→ **Task to complete**: Rewrite the lines below, swapping each "draw a box around" for "outline" and keeping everything else unchanged.

Data items:

....

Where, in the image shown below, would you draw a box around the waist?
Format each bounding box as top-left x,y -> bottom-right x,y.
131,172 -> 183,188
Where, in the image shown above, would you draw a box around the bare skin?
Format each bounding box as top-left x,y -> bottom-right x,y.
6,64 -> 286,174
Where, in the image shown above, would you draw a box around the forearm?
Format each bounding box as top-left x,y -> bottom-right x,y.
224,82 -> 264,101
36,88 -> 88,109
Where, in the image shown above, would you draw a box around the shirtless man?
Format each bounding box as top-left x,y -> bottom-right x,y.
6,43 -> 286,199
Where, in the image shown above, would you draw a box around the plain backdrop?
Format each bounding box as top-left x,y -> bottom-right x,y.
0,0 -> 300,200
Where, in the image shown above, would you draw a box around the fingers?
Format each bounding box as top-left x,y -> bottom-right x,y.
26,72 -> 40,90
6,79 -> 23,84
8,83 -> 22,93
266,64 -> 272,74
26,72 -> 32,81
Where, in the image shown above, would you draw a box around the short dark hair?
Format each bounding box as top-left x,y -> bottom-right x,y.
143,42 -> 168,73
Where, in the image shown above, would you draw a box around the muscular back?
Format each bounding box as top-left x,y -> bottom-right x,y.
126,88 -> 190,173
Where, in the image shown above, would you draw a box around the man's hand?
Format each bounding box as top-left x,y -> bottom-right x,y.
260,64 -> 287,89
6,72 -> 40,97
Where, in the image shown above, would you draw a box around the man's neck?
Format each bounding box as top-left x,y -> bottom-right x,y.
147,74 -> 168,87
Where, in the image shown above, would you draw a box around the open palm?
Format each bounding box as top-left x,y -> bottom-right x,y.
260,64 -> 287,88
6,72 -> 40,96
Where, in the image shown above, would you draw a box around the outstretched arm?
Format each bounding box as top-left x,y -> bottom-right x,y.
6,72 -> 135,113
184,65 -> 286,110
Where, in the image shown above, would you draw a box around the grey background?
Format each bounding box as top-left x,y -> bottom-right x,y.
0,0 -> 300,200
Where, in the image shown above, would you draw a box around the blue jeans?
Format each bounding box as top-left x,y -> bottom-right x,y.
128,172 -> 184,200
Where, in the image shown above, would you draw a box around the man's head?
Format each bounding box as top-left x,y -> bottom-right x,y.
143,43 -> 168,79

....

→ **Output for this exercise**:
Where, in the image shown below, would you outline the waist?
Format each bounding box as top-left x,y -> bottom-right x,y.
131,172 -> 183,188
Where, in the image shown above, would you outline the bare skin?
Format each bounding box as top-left x,y -> bottom-right x,y.
6,64 -> 286,174
Where, in the image shown above, would you outline the forearm?
Format each bounding box as top-left x,y -> bottom-right x,y.
224,82 -> 264,101
36,88 -> 88,109
Where, in the image shown above, would you outline the shirtless man?
Format each bounding box as top-left x,y -> bottom-right x,y.
6,43 -> 286,199
Where, in the image shown above, would you outline the plain backdrop?
Format each bounding box as top-left x,y -> bottom-right x,y.
0,0 -> 300,200
Where, in the image shown above, would you outline the fingers?
Format each bounding box as top-left x,y -> bottom-right x,y.
26,72 -> 40,90
6,79 -> 23,84
8,83 -> 22,93
266,64 -> 272,74
26,72 -> 32,81
Where, in the image shown above, would you outline the short dark hair?
Format each bounding box as top-left x,y -> bottom-right x,y.
143,42 -> 168,73
Where, in the image shown above, would you outline the muscular back?
Format each bounding box as top-left x,y -> bottom-right x,y.
126,88 -> 190,173
Where, in the image shown above, would you outline the man's hand?
Format each bounding box as top-left x,y -> bottom-right x,y.
260,64 -> 287,89
6,72 -> 40,97
Where, in the image shown above, would you outline the man's neck?
Format each bounding box as top-left x,y -> bottom-right x,y.
147,74 -> 168,87
Where, in the image shown above, would you outline the open palm?
Format each bounding box as top-left x,y -> bottom-right x,y.
260,64 -> 287,88
6,72 -> 40,96
Where, in the image shown above, would you outline the outstretched arm?
Format each bounding box as top-left x,y -> bottom-right x,y.
6,72 -> 135,113
184,65 -> 286,110
Where, in the image shown above, would you outline the grey background?
Format each bounding box as top-left x,y -> bottom-right x,y.
0,0 -> 300,200
Where, in the image shown above, would you outline the blue jeans?
Format each bounding box as top-left x,y -> bottom-right x,y.
128,172 -> 184,200
Where, in the image shown above, would you outline the man's head?
Format each bounding box as top-left x,y -> bottom-right x,y.
143,43 -> 168,79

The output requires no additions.